WHAT TO PRODUCE -
Reproduce the lines of the records below verbatim, starting at the line that contains "Exercise. Pick out the overcast" and continuing through the line that contains "<point>281,171</point>", with both of those lines included.

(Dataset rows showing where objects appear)
* * * *

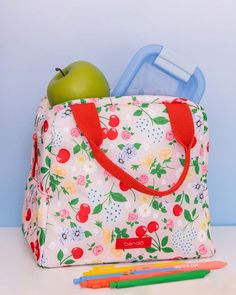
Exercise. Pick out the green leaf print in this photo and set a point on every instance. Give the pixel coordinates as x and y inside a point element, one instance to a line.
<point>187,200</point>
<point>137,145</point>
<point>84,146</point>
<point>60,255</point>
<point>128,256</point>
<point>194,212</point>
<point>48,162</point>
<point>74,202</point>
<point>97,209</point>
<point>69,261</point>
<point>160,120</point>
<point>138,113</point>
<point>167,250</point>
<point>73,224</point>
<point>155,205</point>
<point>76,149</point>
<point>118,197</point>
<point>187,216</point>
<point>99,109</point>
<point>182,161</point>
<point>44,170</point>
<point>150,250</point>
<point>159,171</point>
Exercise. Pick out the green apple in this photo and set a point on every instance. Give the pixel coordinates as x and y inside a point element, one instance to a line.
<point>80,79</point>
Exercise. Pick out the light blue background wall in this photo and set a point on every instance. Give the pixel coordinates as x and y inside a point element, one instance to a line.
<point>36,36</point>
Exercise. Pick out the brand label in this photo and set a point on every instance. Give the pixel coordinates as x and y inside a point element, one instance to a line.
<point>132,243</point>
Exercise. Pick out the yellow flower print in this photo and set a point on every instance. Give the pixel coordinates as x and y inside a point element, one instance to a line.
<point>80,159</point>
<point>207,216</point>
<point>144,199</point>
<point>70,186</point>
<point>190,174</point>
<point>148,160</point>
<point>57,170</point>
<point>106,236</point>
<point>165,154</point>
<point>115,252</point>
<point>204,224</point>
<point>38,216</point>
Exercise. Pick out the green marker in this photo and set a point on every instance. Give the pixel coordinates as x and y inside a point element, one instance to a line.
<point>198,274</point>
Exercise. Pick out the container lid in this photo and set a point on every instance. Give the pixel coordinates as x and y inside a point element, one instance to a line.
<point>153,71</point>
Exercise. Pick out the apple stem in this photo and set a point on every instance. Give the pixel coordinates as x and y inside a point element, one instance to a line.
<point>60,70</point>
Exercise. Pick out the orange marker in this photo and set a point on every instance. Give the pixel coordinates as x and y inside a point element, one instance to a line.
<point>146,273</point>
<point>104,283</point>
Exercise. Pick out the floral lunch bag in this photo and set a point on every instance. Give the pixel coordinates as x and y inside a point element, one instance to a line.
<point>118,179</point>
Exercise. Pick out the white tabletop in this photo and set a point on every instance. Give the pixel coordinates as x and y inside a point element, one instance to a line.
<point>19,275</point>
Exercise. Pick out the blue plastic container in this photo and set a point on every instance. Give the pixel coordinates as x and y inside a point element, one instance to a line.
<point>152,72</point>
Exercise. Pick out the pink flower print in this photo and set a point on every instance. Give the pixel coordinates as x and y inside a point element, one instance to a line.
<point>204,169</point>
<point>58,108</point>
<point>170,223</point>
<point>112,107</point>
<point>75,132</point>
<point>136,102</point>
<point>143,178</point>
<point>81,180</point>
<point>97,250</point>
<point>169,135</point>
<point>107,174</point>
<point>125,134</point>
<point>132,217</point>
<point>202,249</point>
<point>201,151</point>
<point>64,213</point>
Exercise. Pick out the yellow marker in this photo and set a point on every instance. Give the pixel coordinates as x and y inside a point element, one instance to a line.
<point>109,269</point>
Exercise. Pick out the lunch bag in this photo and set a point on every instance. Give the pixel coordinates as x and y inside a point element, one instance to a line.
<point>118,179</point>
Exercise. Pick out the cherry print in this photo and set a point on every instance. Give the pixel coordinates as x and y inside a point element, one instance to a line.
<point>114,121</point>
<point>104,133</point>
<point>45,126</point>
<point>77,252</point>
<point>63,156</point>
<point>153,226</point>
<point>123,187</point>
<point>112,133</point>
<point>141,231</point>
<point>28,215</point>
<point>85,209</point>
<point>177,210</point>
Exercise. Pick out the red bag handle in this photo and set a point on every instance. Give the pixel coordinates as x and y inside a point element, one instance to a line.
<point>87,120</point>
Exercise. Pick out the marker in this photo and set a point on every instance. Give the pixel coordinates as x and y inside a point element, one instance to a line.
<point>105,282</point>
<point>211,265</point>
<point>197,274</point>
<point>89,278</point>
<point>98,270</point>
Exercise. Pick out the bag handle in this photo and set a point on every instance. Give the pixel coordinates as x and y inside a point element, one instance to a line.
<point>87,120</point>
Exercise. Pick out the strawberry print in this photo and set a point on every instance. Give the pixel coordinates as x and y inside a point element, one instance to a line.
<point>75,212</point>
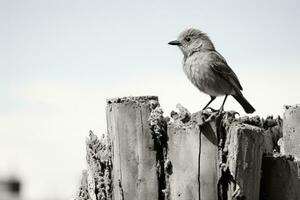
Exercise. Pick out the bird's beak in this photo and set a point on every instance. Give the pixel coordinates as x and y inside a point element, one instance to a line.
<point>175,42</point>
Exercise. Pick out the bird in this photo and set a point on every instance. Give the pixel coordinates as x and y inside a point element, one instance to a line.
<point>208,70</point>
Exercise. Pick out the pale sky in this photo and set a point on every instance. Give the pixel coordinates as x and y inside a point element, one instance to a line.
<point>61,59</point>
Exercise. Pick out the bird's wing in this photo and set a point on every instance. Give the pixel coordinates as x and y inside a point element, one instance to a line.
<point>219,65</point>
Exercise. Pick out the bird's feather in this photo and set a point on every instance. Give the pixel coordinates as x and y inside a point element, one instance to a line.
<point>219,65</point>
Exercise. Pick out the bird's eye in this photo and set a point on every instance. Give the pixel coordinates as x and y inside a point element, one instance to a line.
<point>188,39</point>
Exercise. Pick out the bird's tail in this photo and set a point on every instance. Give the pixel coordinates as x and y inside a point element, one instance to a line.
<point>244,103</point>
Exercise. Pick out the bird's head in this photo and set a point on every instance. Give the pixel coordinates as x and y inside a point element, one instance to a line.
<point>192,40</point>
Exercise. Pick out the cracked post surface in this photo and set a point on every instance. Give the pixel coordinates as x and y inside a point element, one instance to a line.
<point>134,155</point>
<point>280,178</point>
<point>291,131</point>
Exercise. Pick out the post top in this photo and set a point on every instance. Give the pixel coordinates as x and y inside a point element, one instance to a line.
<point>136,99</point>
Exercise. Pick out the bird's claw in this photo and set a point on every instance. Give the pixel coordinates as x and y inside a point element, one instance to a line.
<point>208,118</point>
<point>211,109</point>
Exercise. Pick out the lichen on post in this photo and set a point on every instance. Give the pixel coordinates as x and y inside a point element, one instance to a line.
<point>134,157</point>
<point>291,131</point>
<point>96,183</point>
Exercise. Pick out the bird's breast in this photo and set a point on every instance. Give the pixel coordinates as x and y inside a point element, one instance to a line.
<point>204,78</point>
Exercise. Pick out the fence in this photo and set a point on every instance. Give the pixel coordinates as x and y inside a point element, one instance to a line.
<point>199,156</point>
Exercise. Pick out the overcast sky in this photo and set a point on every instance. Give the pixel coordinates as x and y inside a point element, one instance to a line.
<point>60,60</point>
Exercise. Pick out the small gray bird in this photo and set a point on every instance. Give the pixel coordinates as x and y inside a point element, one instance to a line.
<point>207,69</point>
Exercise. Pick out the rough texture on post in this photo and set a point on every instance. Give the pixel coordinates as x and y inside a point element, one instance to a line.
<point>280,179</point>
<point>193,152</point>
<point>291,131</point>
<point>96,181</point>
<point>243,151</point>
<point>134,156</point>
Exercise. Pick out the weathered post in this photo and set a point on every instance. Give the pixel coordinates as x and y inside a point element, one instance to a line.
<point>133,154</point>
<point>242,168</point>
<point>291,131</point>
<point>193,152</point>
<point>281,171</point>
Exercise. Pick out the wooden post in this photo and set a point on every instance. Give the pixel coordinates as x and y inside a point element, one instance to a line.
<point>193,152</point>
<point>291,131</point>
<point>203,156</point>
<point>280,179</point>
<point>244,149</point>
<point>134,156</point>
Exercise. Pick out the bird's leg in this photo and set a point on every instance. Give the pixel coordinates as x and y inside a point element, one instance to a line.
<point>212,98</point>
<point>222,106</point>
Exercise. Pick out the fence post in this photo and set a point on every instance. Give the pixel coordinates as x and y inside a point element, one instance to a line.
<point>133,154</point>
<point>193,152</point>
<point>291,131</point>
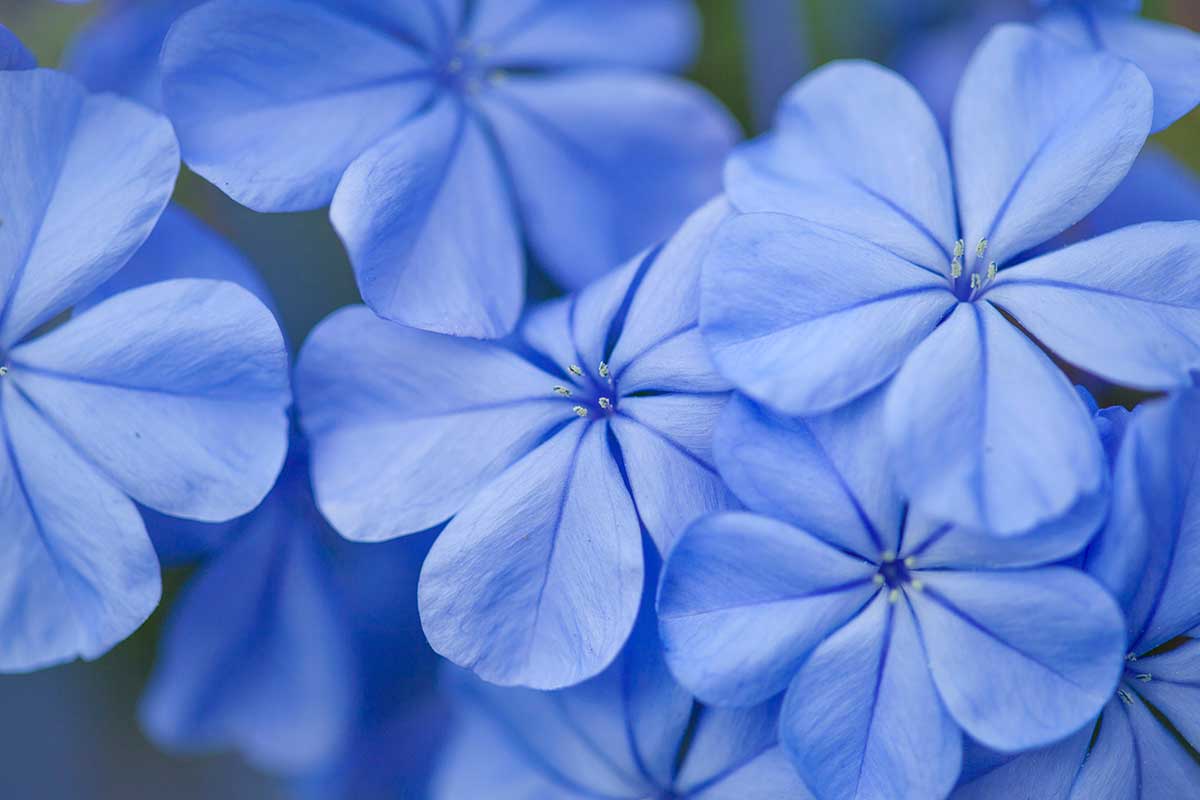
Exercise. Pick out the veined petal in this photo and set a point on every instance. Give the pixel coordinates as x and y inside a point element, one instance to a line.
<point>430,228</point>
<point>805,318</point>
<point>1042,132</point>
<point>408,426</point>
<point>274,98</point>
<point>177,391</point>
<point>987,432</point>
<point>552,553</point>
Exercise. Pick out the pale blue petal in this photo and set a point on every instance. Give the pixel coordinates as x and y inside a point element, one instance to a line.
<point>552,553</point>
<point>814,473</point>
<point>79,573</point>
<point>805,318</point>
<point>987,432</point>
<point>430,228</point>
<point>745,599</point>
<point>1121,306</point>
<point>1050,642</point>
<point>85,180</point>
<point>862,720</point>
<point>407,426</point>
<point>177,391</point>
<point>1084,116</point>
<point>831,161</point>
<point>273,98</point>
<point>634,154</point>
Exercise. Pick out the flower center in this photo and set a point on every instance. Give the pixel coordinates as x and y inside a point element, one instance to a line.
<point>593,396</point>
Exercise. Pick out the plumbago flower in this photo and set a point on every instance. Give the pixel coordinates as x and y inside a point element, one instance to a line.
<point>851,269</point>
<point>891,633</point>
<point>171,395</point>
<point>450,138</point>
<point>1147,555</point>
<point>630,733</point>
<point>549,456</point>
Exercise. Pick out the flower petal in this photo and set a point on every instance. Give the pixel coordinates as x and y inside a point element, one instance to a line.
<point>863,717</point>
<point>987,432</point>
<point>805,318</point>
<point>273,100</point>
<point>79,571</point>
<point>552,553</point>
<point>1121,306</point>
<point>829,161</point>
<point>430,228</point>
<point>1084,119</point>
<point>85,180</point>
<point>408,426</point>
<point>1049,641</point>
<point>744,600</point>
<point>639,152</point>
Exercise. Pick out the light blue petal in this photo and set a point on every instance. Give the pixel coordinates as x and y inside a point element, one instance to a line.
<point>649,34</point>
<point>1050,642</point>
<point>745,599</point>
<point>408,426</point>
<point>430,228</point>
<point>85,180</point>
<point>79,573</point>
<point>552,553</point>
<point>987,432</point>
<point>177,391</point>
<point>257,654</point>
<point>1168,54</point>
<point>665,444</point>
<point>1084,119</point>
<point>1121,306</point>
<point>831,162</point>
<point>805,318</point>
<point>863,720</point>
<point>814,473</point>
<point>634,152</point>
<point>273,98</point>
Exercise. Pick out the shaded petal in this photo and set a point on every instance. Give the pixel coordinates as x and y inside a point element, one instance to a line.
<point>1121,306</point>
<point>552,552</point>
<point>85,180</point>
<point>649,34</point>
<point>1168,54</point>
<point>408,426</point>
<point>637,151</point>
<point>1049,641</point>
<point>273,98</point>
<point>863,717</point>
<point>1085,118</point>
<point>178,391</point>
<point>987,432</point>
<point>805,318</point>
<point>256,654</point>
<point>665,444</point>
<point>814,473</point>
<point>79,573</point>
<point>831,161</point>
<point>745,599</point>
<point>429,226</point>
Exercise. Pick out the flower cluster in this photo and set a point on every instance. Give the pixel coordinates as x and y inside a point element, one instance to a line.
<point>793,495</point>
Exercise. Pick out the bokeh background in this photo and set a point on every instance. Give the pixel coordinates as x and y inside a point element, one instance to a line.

* * * *

TASK RESPONSE -
Exercise. Pick out the overcast sky in this photo and set a point on every instance. Give the pixel coordinates as x and y inside a point element, one instance to a line.
<point>60,60</point>
Exercise. Pick out the small gray bird in this photo and set a point on every instance. Give the pixel coordinates as x and y inside a point element, one instance to a line.
<point>207,69</point>
Exercise. Pick out the rough texture on post in this photo and set a point on every instance. Give the pixel coordinates as x and y inside a point element, one instance to a line.
<point>280,179</point>
<point>193,152</point>
<point>291,131</point>
<point>96,181</point>
<point>243,151</point>
<point>134,156</point>
Exercise. Pick out the weathered post in this photo and set a point on every instance. Give the pixel coordinates as x and y inside a point element, one instance to a line.
<point>133,154</point>
<point>242,168</point>
<point>291,131</point>
<point>193,152</point>
<point>281,171</point>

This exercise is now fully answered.